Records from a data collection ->
- - - -

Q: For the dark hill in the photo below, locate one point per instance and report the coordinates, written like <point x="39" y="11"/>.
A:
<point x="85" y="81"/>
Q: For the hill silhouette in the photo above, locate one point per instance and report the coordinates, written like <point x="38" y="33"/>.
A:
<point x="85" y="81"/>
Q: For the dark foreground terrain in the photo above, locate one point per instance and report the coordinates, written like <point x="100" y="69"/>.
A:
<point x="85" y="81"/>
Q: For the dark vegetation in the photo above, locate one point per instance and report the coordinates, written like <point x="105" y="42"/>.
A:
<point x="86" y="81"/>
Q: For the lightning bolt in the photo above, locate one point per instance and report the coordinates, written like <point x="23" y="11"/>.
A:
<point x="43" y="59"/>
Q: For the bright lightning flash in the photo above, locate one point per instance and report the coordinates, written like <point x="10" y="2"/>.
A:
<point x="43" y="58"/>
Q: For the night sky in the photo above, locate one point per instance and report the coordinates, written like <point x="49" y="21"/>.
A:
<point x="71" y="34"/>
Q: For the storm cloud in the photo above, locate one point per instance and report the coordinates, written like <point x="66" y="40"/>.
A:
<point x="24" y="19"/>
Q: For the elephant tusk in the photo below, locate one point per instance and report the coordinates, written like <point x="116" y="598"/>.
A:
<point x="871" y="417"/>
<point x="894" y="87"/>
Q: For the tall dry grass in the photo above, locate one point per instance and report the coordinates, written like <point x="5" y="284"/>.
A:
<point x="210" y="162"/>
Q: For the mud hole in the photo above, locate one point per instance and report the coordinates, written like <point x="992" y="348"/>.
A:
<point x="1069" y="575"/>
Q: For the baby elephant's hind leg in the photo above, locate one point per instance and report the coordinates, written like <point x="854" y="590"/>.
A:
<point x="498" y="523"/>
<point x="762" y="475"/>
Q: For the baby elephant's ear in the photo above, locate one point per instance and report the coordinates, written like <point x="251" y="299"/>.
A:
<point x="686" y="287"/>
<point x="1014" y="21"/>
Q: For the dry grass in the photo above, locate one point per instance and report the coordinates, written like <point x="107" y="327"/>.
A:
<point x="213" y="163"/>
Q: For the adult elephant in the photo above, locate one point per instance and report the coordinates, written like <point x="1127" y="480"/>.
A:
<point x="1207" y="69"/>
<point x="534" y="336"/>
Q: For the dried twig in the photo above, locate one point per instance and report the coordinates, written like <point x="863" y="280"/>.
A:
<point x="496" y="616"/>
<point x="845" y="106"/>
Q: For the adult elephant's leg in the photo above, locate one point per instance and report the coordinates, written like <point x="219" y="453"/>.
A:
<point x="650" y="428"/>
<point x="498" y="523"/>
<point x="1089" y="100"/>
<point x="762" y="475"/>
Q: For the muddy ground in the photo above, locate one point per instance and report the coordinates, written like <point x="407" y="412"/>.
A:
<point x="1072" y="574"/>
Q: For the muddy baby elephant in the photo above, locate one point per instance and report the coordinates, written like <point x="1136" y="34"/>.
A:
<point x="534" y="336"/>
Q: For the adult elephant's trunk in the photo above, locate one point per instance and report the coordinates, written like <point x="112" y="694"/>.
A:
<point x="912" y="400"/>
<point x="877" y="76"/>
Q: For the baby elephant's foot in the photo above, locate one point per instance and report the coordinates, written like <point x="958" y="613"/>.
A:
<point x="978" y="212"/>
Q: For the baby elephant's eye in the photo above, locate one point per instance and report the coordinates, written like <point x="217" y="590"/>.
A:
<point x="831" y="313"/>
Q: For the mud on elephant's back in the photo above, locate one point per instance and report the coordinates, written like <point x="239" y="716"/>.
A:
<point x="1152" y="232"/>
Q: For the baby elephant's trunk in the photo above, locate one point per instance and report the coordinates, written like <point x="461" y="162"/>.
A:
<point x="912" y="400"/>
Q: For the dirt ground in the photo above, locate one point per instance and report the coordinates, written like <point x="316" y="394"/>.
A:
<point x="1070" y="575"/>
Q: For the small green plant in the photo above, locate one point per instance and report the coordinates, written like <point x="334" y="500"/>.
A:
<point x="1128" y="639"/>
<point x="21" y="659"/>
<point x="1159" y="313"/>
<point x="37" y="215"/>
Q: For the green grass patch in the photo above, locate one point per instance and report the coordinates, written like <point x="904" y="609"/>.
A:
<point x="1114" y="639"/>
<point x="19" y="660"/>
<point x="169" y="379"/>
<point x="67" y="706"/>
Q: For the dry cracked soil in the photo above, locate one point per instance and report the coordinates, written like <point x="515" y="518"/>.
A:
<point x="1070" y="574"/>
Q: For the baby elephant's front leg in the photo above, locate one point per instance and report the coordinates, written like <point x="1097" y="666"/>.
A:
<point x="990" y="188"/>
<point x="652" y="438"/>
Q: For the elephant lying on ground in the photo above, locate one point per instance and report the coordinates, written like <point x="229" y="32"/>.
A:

- - - -

INSTRUCTION -> Extract every line from the one containing "Q: For the dry cracked" to the end of the entries, including both of those lines, exactly as given and with nothing added.

ANSWER BELOW ->
Q: For the dry cracked soil in the photo above, locate one point per instance and report the coordinates, written like <point x="515" y="518"/>.
A:
<point x="1070" y="574"/>
Q: For the baby elephant's front leg in the photo above, locate one point per instance and report the coordinates, written like <point x="1097" y="666"/>.
A:
<point x="990" y="188"/>
<point x="652" y="438"/>
Q: For the elephant lying on ground in the photo above, locate one point per instance and report the coordinates, written like <point x="229" y="32"/>.
A:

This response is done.